Fragmento del texto:
Sus letras han desatado la ira de miles de mujeres que se sienten insultadas por sus himnos más escuchados. Tras su paso por España con la gira de su nuevo disco, en esta conversación planta cara a quienes le acusan de machista, cuenta cómo se convirtió en la salvación de su familia en Colombia y confiesa por qué no quiere vivir mucho.

/ 17 de octubre de 2018 / 04:02

Juan Luis Londoño, alias Maluma, colombiano nacido en Medellín hace 24 años, es el paradigma global de macho alfa contemporáneo cuando representar tal cosa está peor visto que nunca antes en la historia de Occidente. También es el ídolo de masas de la música latina. El líder indiscutible en todas las listas del negocio. El cantante con más visitas del mundo en Instagram Stories, que acumula más de 35 millones de seguidores en esa misma red social, más de 23 millones en Facebook, 5,6 millones en Twitter y 17,5 millones de suscriptores a su canal de YouTube. Un éxito comercialmente arrollador de esencia latina, mezclada con reguetón y trap. Su música despierta pasiones encontradas desde que el tema Cuatro babys, donde entona un polémico estribillo junto a otros tres cantantes, le convirtió en enemigo público de la causa feminista.

En una pequeña sala forrada con paredes de ladrillo visto contigua a su camerino, donde su madre se arremolina junto a otros miembros de la familia y su novia —Natalia Barulich, telonera como DJ durante la gira—, el cantante de cabeza menuda y rasgos afilados, con barba cuidada y pelazo moreno mojado y recogido con coleta al estilo mohicano, toma asiento en un pequeño sillón negro de piel. Viste sudadera rosa y zapatillas de Adidas, vaqueros de Dolce & Gabbana y una camiseta interior que no tapa sus brazos esculpidos en el gimnasio y rebosantes de tatuajes. “Perdí la cuenta de cuántos tengo”. El más visible, una corona en el cuello, bajo la oreja izquierda. También lleva pendientes de oro y cadena a juego que sostiene una joya en forma de ojo. En la muñeca izquierda, un Rolex Yacht-­Master con piedras preciosas incrustadas. “Es el mismo modelo que me robaron hace poco en un hotel de Moscú. Me lo volví a comprar, pero desde aquello solo viajo con las joyas que llevo puestas”, dice.

Datos proporcionados:
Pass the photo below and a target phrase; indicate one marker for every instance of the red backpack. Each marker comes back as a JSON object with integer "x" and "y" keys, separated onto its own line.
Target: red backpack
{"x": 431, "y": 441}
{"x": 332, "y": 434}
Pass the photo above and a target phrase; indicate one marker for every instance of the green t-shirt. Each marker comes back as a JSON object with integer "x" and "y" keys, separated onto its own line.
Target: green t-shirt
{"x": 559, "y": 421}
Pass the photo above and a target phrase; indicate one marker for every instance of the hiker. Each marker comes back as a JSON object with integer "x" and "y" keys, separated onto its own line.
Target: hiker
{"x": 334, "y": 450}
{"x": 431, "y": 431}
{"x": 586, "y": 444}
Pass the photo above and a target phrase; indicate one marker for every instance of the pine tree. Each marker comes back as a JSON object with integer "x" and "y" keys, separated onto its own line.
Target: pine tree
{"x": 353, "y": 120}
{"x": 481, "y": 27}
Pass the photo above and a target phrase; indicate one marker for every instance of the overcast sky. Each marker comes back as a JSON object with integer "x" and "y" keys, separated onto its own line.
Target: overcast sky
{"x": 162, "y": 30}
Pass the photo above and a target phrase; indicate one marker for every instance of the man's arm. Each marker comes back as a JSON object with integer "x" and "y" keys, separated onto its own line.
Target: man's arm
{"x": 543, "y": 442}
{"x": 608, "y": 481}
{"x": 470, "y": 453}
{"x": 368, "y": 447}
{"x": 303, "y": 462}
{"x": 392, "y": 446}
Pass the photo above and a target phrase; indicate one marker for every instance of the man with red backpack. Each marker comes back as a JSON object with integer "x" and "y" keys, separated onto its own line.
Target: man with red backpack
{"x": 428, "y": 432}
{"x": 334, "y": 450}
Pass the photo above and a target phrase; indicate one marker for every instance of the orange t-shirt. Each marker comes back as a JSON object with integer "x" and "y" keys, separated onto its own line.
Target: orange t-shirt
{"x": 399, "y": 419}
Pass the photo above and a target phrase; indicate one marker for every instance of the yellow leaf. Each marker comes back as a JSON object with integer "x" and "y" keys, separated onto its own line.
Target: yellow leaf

Por hacer:
(a) Enumera las plataformas en las que, según el texto sobre Maluma, el cantante acumula seguidores o suscriptores.
(b) Prosigue el texto sobre Maluma a partir de su última frase.

Respuestas por tarea:
(a) Instagram, Facebook, Twitter y YouTube.

(b)
En una esquina de la sala, Miguel Lua, su mánager. Un tipo corpulento y de aspecto desafiante que gruñirá en varios momentos de la conversación.

Cuando termine la entrevista, volverá al camerino. Allí se preparará para interpretar algunos de sus himnos, como el polémico Cuatro babys: “Estoy enamorado de cuatro babys / Siempre me dan lo que quiero / Chingan cuando yo les digo / Ninguna me pone pero”; Vitamina: “Me dijeron que eres posesiva / Y que te tragas la vitamina”; GPS: “Seis de la mañana, sé que tienes ganas / Pero me lo mama / Me lo mantiene contento / En su mente siempre hay malos pensamientos…”. Religioso y lleno de contradicciones, asegura estar bendecido por Dios.

— ¿Es usted el rey de la música latina?

— No. Ni quisiera serlo. Trabajo en coherencia con el amor que tengo al arte. Pensar así me ha llevado a tener seguidores y a que mi música sea exitosa.

¿Qué cadáveres dejó para conseguirlo?

— Hay muchas personas que se han ido de mi vida. Una carrera como ésta te obliga a hacer sacrificios. He dejado atrás a personas de mi familia. El de hoy es el primero de mis conciertos, después de tres años, que mi tío ha venido a ver. Él fue mi primer mánager. Y esa es una relación que quiero salvar.

¿Habría cosechado el mismo éxito si no hubiera elegido cantar letras que hieren la sensibilidad de tantas mujeres?

— Eso no lo sabe nadie. La música que hago, de una u otra forma, gusta. Pero no sé si todo hubiera sido distinto haciendo otro tipo de canciones.

— ¿Le ha sorprendido durante estos días en España la reacción de muchas personas que se muestran en contra de su música y de lo que usted representa?

— Claro que me sorprende. No soy así. Es como acusar a alguien de asesinato cuando no ha asesinado a nadie. Que me digan que soy machista cuando soy un joven que ha sido criado por mujeres… Cuando mis padres se separaron, mi mamá y mi hermana me criaron y lo primero que me enseñaron fue el valor del respeto a la mujer. Me sorprenden los comentarios negativos en este sentido, pero es parte del trabajo. Es parte de la historia.

Dice que no es machista. ¿Puede que lo sea sin saberlo?

— Mire: la verdad, no. Yo estoy montado en un papel, que podría ser llamado latin lover. Pero tras las bambalinas soy lo contrario. Tengo una relación sentimental que dura más de un año. Y las canciones por las que me han titulado de cierta forma han venido cuando he estado con mi novia.

Por mucho que quiera representar a dos personajes, es la misma persona quien canta esas letras. Son suyas. Y las defiende.

— Ojo, yo hago la música que me gusta.

— ¿Se arrepiente de su papel en el tema Cuatro babys?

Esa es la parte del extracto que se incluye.